Exercise instructions. Print every entry below again. Nothing may differ from the original.

(Stored data entries)
==*==

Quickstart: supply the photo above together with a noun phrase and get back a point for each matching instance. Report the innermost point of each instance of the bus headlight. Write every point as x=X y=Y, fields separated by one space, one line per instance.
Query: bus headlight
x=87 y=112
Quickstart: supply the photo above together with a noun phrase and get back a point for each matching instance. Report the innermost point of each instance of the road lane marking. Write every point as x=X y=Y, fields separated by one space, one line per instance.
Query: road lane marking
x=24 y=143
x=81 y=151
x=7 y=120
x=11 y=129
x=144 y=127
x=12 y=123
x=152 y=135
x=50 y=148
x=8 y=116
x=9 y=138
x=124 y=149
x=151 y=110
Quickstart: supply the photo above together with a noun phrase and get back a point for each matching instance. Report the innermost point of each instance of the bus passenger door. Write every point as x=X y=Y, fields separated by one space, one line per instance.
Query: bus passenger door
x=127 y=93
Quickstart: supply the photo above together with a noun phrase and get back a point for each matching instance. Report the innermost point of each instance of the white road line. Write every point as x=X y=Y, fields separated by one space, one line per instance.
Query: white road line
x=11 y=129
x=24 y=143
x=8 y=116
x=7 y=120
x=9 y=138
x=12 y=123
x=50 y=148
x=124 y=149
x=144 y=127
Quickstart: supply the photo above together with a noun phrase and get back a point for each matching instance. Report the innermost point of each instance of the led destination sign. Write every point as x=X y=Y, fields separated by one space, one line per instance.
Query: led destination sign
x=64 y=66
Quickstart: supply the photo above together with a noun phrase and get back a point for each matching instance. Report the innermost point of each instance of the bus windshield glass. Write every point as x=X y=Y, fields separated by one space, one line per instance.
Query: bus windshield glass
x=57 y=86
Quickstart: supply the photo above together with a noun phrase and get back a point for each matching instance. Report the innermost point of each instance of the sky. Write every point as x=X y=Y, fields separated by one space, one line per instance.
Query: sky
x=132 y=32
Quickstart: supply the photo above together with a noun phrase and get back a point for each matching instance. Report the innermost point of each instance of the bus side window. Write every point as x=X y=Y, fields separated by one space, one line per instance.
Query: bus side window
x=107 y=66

==*==

Reply.
Quickstart: supply the photo above together with a noun phrase and get back a point for each matching instance. Report the innermost point of each instance of the bus headlight. Write every point as x=X y=Y, fields separated by one space, one line per instance.
Query: bus headlight
x=87 y=112
Quickstart: supply the photo above together with a noun phrase and get back a point for each matching instance. Report the innermost point of each instance of the road lane marking. Write every point as x=X y=Y, fields separated by one space, one line per instance.
Query: road lane marking
x=24 y=143
x=81 y=151
x=7 y=120
x=11 y=129
x=144 y=127
x=12 y=123
x=152 y=135
x=50 y=148
x=8 y=116
x=9 y=138
x=124 y=149
x=151 y=110
Quickstart: supply the photo above together with a noun phrase and get back a point for each matching instance. Report the innermost point of each instance of the bus passenger door. Write every point as x=X y=Y, fields separated by one space, one line per instance.
Query: bus passenger door
x=127 y=93
Quickstart: supply the photo above together with a noun phrase and get back a point for each matching instance. Report the innermost point of each instance of the white road line. Write every point as x=X y=Y, fields separated by one space, one line per instance.
Query: white road line
x=11 y=129
x=24 y=143
x=8 y=116
x=7 y=120
x=9 y=138
x=12 y=123
x=50 y=148
x=124 y=149
x=144 y=127
Quickstart: supply the photo above together with a noun phrase and get back a point for each matching instance. Report the innermost point of each instance of the led destination sign. Write every point as x=X y=Y, fields separated by one space, one line per instance.
Query: led destination sign
x=64 y=66
Quickstart: supply the photo above together with a noun phrase and get back a point for each matching instance. Report the innermost point of each instance of the bus windshield glass. Write every point as x=X y=Y, fields separated by one space, one line per instance.
Query: bus windshield glass
x=57 y=86
Quickstart: supply the photo above together with a noun phrase and get back a point for each matching instance. Report the innermost point of each instance of the sky. Write every point as x=X y=Y, fields separated by one space, one line per instance.
Query: sky
x=132 y=32
Quickstart: supply the photo above together with a noun phrase and get back a point for each matching instance. Report the innermost point of each instance of the bus side window. Write every point as x=X y=Y, fields separated by one space, one line per instance.
Query: bus side window
x=107 y=66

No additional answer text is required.